[start]

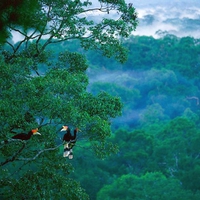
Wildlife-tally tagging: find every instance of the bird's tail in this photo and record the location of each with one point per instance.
(67, 151)
(4, 142)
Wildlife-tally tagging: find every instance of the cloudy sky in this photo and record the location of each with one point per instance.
(178, 17)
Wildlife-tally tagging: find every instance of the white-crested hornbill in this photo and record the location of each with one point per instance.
(24, 136)
(69, 141)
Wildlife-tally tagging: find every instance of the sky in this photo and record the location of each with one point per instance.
(178, 17)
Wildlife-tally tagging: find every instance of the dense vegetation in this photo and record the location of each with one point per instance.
(45, 90)
(48, 83)
(158, 134)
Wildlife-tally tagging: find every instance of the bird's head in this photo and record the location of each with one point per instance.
(77, 129)
(64, 128)
(35, 132)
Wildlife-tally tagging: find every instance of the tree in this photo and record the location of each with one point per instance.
(149, 186)
(41, 89)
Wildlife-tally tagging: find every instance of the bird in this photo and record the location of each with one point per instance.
(24, 136)
(69, 141)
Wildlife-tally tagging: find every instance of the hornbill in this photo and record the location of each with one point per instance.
(24, 136)
(69, 141)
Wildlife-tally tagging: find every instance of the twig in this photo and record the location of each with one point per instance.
(14, 156)
(41, 151)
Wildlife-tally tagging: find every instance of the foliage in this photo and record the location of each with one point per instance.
(40, 88)
(151, 185)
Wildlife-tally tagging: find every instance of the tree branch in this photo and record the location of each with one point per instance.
(14, 155)
(40, 152)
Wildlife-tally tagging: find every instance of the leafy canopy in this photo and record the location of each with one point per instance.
(40, 88)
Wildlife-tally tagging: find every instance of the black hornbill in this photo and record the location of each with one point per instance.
(24, 136)
(69, 140)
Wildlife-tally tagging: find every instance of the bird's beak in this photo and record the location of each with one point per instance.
(36, 133)
(64, 128)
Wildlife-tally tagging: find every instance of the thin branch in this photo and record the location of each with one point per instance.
(14, 155)
(10, 140)
(40, 152)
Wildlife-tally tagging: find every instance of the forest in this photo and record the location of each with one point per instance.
(135, 100)
(158, 133)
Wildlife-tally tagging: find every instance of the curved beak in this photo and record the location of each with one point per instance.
(64, 128)
(36, 133)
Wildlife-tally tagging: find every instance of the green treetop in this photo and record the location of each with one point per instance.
(42, 89)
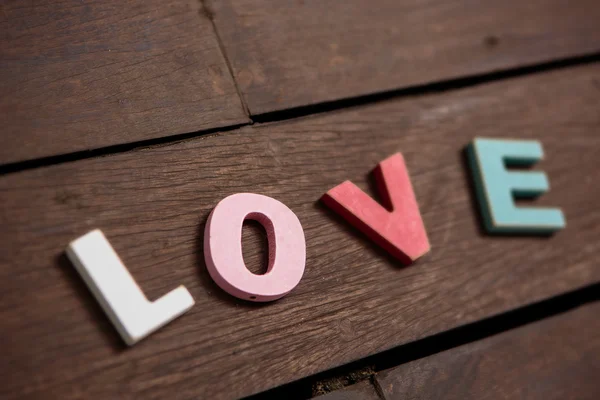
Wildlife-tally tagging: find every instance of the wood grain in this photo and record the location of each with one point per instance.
(360, 391)
(556, 358)
(353, 301)
(79, 75)
(291, 53)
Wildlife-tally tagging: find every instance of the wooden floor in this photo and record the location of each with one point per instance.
(138, 117)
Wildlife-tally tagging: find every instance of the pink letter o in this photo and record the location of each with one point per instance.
(223, 247)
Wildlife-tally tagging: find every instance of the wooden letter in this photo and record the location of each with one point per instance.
(398, 227)
(496, 187)
(223, 247)
(115, 289)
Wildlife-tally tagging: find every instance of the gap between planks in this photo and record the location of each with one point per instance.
(347, 374)
(294, 113)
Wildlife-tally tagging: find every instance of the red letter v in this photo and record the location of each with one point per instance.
(400, 231)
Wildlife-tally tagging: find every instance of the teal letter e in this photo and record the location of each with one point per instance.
(496, 186)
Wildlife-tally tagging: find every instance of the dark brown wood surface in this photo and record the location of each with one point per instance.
(290, 53)
(78, 75)
(353, 300)
(360, 391)
(553, 359)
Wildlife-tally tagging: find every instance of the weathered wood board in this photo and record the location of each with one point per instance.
(292, 53)
(353, 301)
(556, 358)
(79, 75)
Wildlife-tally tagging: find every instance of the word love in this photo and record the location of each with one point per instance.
(396, 225)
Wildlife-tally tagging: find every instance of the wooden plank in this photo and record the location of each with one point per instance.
(556, 358)
(353, 300)
(292, 53)
(78, 75)
(360, 391)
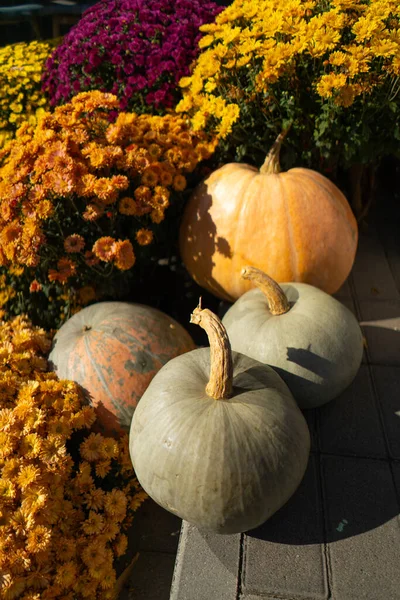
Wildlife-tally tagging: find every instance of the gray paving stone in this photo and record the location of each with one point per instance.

[end]

Task statement.
All of the records above must be copied exactly, except for the pictures.

Response to this exercise.
Wildlife-tally tagging: find every instance of the bird's tail in this photo and record the location of each with one point per instance.
(67, 151)
(4, 142)
Wildlife-tally tagging: find every instance of the cloudy sky in this photo and record the location of each with one point per instance.
(178, 17)
Wildlife-tally tagging: find every instance of the white-crested hornbill in this photo and record the location of each with one point per instance.
(24, 136)
(69, 141)
Wildlife-tally tagging: find every instance of the sky in this photo and record the location of each with one point per instance.
(178, 17)
Wildlife-tally tagging: find every instance of the dense vegetation in this photo and record the location of each with one point per instance.
(45, 90)
(48, 83)
(158, 134)
Wildlife-tally tagging: find every instance of the bird's head in this photo and record the location of each with one point per instance.
(77, 129)
(64, 128)
(35, 132)
Wildlife-tally tagging: find every instance of the tree in this photo and record the location of each with one point per instance.
(149, 186)
(41, 89)
Wildlife-tally tagging: find every instance of the bird in this photo and record the location of each with one point per instance.
(24, 136)
(69, 141)
Wildlife-tally tagging: find every instance of the hornbill in this photo and record the location of each with one point per instance.
(24, 136)
(69, 141)
Wildlife-tally tagging: find every instance of the twig in this photo and record the location of each with one point per instance.
(14, 156)
(41, 151)
Wildlife-tally tagging: find every instance of the foliage in this photo and record the location of each with one point per instance.
(40, 88)
(151, 185)
Wildlife-tally tagging: find every instance of the tree branch in this photo and record the location of each with one point per instance.
(14, 155)
(40, 152)
Wildlife-tally tagging: find every instance of the leafy canopy in this photo and record the location of each with one point per instance.
(40, 88)
Wildlife-tally tagging: find every instance of the black hornbill in this photo and record the location of each with one point per instance.
(24, 136)
(69, 140)
Wildlife-tally tagging: find every instance of the bird's beak in this photo and record the location of each with one point per instance.
(36, 133)
(64, 128)
Wildlife-tally tagging: find every instance of the thin branch in this photo and record the location of each with one point per instance.
(14, 155)
(10, 140)
(40, 152)
Wildlife-tally tagging: find every instance of the forest in this photo and record the location of each with one point per instance.
(135, 100)
(158, 133)
Wildlife-tally tagging: find every instance of the curved beak in this photo and record the location of each with one point per instance.
(64, 128)
(36, 133)
Wildlife-tally tagging: find every instance of the green treetop in this photo and record the location of each with one point per instance.
(42, 89)
Wildlife-tally tagging: find every instance of the wood grain in this photo and record the location of each with one point per instance.
(360, 391)
(556, 358)
(353, 301)
(79, 75)
(291, 53)
Wildlife-tally tagging: find every instance of the wooden floor in this photo and record the location of each with one point per instance.
(138, 117)
Wildlife-tally tagging: find every instance of the pink letter o in this photo and record the location of each with one point per instance.
(223, 247)
Wildlife-tally tagging: find every instance of the wooden letter in this photo and record the location of each with one point per instance.
(398, 227)
(496, 187)
(223, 247)
(115, 289)
Wildlife-tally tagging: find every instance of the gap between planks in this photo and record the location of each with one point per instance.
(347, 374)
(294, 113)
Wildlife-tally tagging: find every instance of the red letter v in this photo and record the location of each with one point per instance.
(400, 231)
Wildlife-tally tagging: find every instance of the teal letter e in this photo and record the location of each with one point per instance.
(496, 186)
Wildlife-tally tagging: find every instance of the dark brown wood surface in this photo and record the location of each with one point per instance.
(290, 53)
(78, 75)
(353, 300)
(360, 391)
(553, 359)
Wildlife-tally tagging: find every instance of the weathered wood board in this photo and record the location of each with one point per instance.
(292, 53)
(353, 301)
(556, 358)
(79, 75)
Wildlife-tally tagging: find every instance of the word love in this photo and record the location of each with one point per instance.
(396, 225)
Wildlife-tally tagging: find every instance of the wooden plank in this photo and record the location of each with one point per instance.
(556, 358)
(353, 300)
(292, 53)
(78, 75)
(360, 391)
Wildlife-tally tagging: find every instance of the gray paving stone in this photo and record the location of each with one point per instance.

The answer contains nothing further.